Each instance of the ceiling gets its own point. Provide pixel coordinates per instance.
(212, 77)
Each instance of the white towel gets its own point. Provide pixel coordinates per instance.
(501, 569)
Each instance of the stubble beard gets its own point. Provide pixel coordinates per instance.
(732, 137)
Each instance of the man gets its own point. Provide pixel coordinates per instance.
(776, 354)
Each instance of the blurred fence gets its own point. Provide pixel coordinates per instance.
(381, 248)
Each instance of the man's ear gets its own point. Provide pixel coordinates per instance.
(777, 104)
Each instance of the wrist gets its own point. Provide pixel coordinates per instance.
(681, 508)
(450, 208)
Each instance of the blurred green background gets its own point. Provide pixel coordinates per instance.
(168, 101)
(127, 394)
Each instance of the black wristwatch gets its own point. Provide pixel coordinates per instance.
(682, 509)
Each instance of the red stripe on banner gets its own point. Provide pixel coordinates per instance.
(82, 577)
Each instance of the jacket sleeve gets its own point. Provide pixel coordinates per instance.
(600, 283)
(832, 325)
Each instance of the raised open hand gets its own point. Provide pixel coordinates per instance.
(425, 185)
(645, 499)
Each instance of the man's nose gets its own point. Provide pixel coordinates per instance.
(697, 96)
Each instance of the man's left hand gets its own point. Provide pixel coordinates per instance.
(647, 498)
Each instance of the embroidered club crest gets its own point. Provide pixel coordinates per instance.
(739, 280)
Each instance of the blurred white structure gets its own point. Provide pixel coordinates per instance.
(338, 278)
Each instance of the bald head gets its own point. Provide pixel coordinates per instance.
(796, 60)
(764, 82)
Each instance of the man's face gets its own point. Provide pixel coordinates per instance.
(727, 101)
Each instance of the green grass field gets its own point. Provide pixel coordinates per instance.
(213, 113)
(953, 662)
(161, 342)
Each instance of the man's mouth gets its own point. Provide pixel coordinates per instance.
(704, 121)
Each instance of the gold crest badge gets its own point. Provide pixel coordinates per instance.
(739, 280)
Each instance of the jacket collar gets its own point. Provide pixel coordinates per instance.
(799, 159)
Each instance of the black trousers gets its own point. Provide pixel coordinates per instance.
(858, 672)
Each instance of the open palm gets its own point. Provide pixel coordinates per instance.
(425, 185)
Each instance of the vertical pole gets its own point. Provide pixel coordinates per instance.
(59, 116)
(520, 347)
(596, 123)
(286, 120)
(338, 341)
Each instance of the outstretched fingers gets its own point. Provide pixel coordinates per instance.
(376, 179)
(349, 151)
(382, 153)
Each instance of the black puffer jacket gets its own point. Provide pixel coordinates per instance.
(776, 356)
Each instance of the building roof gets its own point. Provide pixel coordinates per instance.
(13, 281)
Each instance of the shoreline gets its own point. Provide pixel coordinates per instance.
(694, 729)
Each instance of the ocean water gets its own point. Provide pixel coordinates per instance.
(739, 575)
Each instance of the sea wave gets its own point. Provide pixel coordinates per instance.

============

Reproduce the listing above exactly from the line containing "Each instance of the outstretched" through its last line, with both of those lines included.

Each instance of the outstretched fingers gets its own point. Provide pixel coordinates per instance.
(376, 179)
(349, 151)
(382, 153)
Each instance of the black puffer jacket gets its own point. Provide pixel coordinates per instance.
(776, 356)
Each instance of the building roof gets its own point. Provide pixel coordinates per instance.
(13, 281)
Each instance of the shoreline gets its own point. Provide pixel coordinates per instance.
(694, 729)
Each instance of the ocean water gets its own point. Provide pixel coordinates per instance.
(739, 575)
Each instance of the sea wave gets its own point. Provide pixel coordinates per instance.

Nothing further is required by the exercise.